### Work instructions:
Name every form of work that the piece about creative recovery says went into the collaborative exhibition.
━━━ Quoted passage ━━━
My Creative recovery 

“But he’s not an artist”

Opening night. A collaborative exhibition. Film, photography, art, music and poetry - compiled over a 12 month period documenting the coalminers at Wolfhill, Co. Laois, where my grandfather had worked. The team worked long hard hours, emotional at times as we listened to and documented stories from times long gone and we had the honour of meeting some amazing people, many of whom have sadly since passed. Sons, daughters, grandchildren thanked us for giving their loved ones the opportunity to be heard and many noted a spark as old stories were relived. The auditorium and gallery were packed. The place was buzzing.

But all I heard that night was: “But HE’s not an artist”

What is an artist? By definition, “The meaning of ARTIST is a person who creates art (such as painting, sculpture, music, or writing) using conscious skill and creative imagination.”

We had, as a collective, created something beautiful. I had come up with the idea and curated it. Why did that comment grate on me so much? I realise now that it was imposter syndrome and feelings of ‘not good enough’ that amplified my reaction.

And that’s why I needed creative recovery.
━━━ Data records ━━━
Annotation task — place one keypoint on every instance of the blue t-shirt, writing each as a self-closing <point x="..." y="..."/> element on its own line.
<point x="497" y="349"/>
━━━
━━━ Data records ━━━
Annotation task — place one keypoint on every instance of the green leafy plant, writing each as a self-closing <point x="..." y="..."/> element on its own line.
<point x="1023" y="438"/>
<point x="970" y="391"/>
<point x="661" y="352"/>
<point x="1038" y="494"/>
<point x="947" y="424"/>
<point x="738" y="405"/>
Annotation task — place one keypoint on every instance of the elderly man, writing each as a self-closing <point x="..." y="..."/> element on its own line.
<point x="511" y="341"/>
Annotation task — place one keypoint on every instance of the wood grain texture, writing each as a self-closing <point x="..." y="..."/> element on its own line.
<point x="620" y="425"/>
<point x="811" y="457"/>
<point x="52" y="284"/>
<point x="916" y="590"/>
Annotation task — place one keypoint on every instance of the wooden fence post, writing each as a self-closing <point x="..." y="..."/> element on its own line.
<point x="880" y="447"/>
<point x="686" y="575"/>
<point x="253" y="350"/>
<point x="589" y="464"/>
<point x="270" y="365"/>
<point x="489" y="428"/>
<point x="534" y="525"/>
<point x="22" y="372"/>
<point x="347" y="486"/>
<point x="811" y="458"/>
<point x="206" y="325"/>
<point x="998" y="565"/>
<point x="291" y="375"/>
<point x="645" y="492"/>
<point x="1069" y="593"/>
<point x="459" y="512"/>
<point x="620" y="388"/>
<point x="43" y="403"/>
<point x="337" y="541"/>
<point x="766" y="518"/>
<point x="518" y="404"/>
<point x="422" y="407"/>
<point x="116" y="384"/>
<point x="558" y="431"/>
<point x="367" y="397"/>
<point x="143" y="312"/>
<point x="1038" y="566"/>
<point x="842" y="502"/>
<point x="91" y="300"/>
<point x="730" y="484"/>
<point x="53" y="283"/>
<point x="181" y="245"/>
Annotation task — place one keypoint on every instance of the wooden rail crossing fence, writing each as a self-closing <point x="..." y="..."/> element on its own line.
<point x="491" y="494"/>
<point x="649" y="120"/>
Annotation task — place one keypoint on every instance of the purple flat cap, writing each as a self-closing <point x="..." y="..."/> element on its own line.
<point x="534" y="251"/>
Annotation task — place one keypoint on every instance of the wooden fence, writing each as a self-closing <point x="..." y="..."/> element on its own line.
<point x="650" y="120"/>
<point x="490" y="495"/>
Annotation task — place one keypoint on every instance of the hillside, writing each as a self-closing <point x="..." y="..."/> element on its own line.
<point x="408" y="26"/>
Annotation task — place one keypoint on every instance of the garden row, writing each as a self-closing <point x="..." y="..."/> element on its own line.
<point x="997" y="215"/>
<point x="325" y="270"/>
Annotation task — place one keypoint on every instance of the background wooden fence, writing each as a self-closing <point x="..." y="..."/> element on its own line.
━━━
### Written reply:
Film, photography, art, music and poetry.